** Required tasks **
1. In the piece on Australian market concentration, what average net exposure to the ASX12 has the Fund held since its 2012 inception?
2. From the piece on Australian market concentration, copy everything from "Since its inception" down to "Index in mind?".

** Document extract **
----------------

The Australian sharemarket is a highly concentrated one. As outlined in the Auscap November 2015 newsletter, just twelve stocks constitute approximately half of the market capitalisation of the ASX200 (Index). In fact, as at the time of publication, these stocks represent 48.7% of the Index, with a combined market capitalisation that is almost the same as the next 188 companies that make up Australia’s most recognised index. When we consider an investment opportunity, a company’s proportion of any index plays no part in our decision. We are a completely index unaware fund. We recently analysed the Fund’s historical exposure to the twelve largest ASX listed securities, which comprise Commonwealth Bank of Australia, Westpac Banking Corporation, Australia and New Zealand Banking Group, National Australia Bank, BHP Billiton, CSL, Telstra, Wesfarmers, Woolworths, Macquarie Group, Woodside Petroleum and Rio Tinto (hereafter the ASX12).
Since its inception in 2012, the Fund has averaged only 0.5% net exposure to the ASX12. That is an average of practically zero net exposure to half of the ASX200 Index. It might lead an observer to ask a number of questions. Firstly, does that mean that our performance will look very little like the Index’s performance? And secondly, given the importance of the top twelve securities to the overall performance of the market, should we be making decisions with the size of companies relative to the Index in mind?
The answer to the first question, whether our performance will deviate frequently from the performance of the broader indices, is a most definitive yes. Much of the time our performance has not mirrored or even resembled the performance of the major indices given we have had, on average, no material exposure to half of the Australian market by “index weight”. Further, we are a long short fund, which means that not only do we not share the major exposures of the market, sometimes we may be net short a particular sector. Our performance over time will be determined far more by our ability to select stocks that have compelling reward and risk metrics than it will be a function of what happens to the broader stockmarket. This is borne out in Auscap’s low correlation with markets, which is running at 52.3% against the All Ordinaries Accumulation Index since the Fund’s inception.
Our answer to the second question, whether index weight should be a major determinant in our investment making decision, is for us a most definitive no. The fact that a company has a very large market capitalisation, in and of itself, tells us very little about whether the company is a compelling investment proposition. The Auscap portfolio’s investments are sized by investment merit, old fashioned value based investing and an evaluation of risk and reward.
The fact that the Australian equities market is very concentrated in a few sectors actually means that the average domestic investor is considerably overweight the major Australian sectors. Consider, for example, the Australian market’s exposure to various sectors compared to the broader and more representative S&P500 index.
The Australian market is heavily overweight banks and resource companies compared to the S&P500 or most other international indices. Should we naturally lean towards being overweight these sectors simply because they contain some of the largest domestically listed companies? We prefer to evaluate opportunities on a stock specific basis, sticking to our strict investment criteria and disciplined, patient approach to managing our investors’ capital. This will mean regular divergence in the Fund’s performance compared with the domestic indices. Whether actively managed funds have the ability to complement the typical Australian investor’s portfolio is potentially worthy of some consideration, especially if the firm’s investment philosophy, approach and stock selection process appeal to the particular investor.

----------------

(Referring expression data)
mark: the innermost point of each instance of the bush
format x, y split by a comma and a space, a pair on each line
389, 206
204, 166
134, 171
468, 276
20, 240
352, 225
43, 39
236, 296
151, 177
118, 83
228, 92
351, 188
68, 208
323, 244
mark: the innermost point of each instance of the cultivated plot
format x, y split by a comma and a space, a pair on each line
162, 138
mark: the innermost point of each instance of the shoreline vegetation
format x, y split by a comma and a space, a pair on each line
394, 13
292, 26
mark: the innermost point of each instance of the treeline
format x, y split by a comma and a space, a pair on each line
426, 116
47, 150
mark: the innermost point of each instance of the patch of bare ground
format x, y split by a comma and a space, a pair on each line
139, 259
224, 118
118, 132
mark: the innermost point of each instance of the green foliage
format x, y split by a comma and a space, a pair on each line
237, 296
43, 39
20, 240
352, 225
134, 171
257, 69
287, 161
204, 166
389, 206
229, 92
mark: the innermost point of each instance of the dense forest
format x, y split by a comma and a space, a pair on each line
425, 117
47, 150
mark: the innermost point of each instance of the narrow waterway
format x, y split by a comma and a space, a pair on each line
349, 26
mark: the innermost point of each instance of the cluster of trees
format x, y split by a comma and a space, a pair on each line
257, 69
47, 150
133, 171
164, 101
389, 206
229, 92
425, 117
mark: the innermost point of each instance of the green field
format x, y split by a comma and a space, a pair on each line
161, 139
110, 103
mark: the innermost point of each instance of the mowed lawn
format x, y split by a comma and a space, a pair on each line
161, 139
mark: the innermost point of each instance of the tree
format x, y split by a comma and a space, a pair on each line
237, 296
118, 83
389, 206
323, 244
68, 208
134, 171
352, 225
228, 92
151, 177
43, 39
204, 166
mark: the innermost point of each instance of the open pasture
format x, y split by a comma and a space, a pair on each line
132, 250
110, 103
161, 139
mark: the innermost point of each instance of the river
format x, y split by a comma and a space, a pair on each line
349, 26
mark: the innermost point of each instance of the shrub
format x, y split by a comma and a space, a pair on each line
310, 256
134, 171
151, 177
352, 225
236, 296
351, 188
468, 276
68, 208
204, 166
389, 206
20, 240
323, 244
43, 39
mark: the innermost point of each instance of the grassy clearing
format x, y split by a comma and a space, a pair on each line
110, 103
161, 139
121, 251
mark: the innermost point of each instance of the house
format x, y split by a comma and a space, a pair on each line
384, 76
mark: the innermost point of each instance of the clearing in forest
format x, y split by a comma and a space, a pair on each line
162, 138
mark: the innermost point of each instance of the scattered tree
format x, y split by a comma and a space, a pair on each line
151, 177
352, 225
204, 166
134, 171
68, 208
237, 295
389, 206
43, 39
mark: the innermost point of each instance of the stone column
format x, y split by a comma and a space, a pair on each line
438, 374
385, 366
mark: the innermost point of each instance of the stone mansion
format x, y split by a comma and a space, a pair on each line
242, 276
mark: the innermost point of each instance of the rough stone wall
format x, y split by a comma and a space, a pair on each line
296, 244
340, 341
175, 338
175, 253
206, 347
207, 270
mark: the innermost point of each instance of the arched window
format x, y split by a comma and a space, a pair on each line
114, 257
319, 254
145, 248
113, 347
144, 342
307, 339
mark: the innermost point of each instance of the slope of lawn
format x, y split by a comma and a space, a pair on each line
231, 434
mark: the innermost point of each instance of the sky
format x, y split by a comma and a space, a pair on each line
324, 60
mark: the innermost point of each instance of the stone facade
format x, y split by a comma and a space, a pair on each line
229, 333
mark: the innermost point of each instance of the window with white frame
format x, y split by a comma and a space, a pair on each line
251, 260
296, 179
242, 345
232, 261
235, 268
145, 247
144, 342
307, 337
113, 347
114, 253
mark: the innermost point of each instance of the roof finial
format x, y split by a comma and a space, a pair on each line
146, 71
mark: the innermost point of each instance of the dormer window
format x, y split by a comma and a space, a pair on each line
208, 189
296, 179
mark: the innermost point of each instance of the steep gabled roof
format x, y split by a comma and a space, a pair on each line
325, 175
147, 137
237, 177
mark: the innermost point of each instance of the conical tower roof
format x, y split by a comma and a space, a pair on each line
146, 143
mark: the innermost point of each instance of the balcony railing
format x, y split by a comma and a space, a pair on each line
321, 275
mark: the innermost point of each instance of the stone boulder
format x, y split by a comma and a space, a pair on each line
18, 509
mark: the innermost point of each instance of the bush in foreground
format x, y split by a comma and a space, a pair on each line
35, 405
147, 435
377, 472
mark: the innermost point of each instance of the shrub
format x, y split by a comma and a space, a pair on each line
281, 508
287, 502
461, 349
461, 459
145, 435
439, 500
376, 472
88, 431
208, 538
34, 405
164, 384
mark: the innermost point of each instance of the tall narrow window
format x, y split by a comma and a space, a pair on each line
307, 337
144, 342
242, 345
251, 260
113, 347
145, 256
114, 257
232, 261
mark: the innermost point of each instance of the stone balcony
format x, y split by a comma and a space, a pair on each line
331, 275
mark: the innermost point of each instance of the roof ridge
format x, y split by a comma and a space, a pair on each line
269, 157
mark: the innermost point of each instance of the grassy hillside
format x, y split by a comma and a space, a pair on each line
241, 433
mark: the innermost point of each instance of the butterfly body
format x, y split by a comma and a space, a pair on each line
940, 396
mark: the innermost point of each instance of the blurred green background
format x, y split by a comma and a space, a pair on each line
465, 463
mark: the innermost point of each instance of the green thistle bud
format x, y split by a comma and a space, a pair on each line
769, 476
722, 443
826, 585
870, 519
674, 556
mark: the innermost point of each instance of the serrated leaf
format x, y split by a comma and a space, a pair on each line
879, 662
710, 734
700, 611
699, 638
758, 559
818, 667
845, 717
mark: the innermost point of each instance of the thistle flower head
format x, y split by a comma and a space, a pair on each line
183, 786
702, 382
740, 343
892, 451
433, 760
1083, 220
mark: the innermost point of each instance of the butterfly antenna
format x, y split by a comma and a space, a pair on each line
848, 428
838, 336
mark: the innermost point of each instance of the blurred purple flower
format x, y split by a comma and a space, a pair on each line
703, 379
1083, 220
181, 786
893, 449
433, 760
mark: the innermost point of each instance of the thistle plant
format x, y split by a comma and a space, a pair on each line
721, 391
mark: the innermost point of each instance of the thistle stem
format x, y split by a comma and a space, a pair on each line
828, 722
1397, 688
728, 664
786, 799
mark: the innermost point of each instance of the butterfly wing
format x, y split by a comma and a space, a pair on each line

----------------

** Answers in order **
1. 0.5%

2.
Since its inception in 2012, the Fund has averaged only 0.5% net exposure to the ASX12. That is an average of practically zero net exposure to half of the ASX200 Index. It might lead an observer to ask a number of questions. Firstly, does that mean that our performance will look very little like the Index’s performance? And secondly, given the importance of the top twelve securities to the overall performance of the market, should we be making decisions with the size of companies relative to the Index in mind?